§ Exercise brief
In the article on furnished holiday lets, on which pages of the tax return is FHL income declared?

§ Text provided
Owning Furnished Holiday Lets (FHL’S) has always brought with it some confusion over tax status.
With FHL’s you are not self-employed as you declare the income on the property pages of your tax return, but you benefit from relief at full on interest as you are treated as a business. You may qualify for Business Property Relief (BPR) on death as it is treated like a business; but not all the time, and there is never a guarantee that HMRC would accept a BPR claim.
Now though, we are in the eye of the COVID19 storm and looking for some guidance from the Government.
Owners must there consider carefully their own position and look at what support is available.
At the moment there are a host of support measures in place:
- Finance through the Coronavirus Business Interruption Loan Scheme
- Tax payment deferral for the self-employed
- The Coronavirus Job Retention Scheme
- Business rates holiday
- Grant support connected to business rates status
- The Self-Employed Income Support Scheme Taxable Grant
We have provided links on our webpage to the Government website providing as much details as is available.
How does this impact on your business, firstly let us look at what has been put in place:
If you are VAT registered there is an automatic deferral in place from 20th March up to 30th June, this has been deferred to the end of the tax year ended 5 April 2021.
If you have employees you can use the Self Employed Furlough Scheme which will allow up to 80% of the staff salary to be covered for a period up to the end of May, this may be extended, please ask before you do anything in this regard as there are procedures to be followed.
A business interruption loan scheme may be an option, but it is still only a loan, and care should be taken and options considered before taking out this type of loan.
If you are not working, then consider Universal Credit (UC), we have included links in previous newsletters to both the government site and UC calculators.
Business rates and Grant support are also considered and again we have mentioned this in previous Newsletters, however here is a link to the Scottish Government website with more up to date detail.
We are also keeping a close eye on how the Self-Employed grant scheme is being rolled out, at the moment this is relevant to those who are self-employed and therefore by virtue of the fact that they complete the self-assessment pages of a tax return and not the property pages. We will continue to monitor this.
We will also need to keep a close eye on the days the property is let, we will hopefully see some relaxation on the rules, but again will report as soon as we are aware.
Other things to mention
There is still no further updates in the new grant form for Self Catering Non-Domestic Rates Relief
We still await the process for the furlough employees and HMRC have still to release details but will not be available till end of January
We will have a comprehensive PDF available which will summarise most point of available support shortly.
We await support for directors of limited companies who are run on their own and what might be made available to support us.

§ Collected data
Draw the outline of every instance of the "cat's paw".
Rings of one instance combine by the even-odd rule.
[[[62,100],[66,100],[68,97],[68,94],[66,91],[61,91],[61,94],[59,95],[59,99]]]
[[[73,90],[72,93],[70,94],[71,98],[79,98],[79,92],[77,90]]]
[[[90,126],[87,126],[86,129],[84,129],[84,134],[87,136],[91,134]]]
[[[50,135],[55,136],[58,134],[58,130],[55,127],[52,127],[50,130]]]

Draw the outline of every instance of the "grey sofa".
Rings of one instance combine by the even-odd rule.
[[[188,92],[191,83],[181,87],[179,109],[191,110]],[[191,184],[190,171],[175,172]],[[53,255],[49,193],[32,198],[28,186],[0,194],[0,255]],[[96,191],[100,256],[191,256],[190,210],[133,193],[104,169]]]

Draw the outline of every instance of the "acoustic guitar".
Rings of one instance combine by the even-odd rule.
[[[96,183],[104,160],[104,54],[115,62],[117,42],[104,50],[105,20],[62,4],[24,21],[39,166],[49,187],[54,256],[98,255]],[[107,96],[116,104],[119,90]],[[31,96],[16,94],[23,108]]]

§ Solution to the problem
The property pages.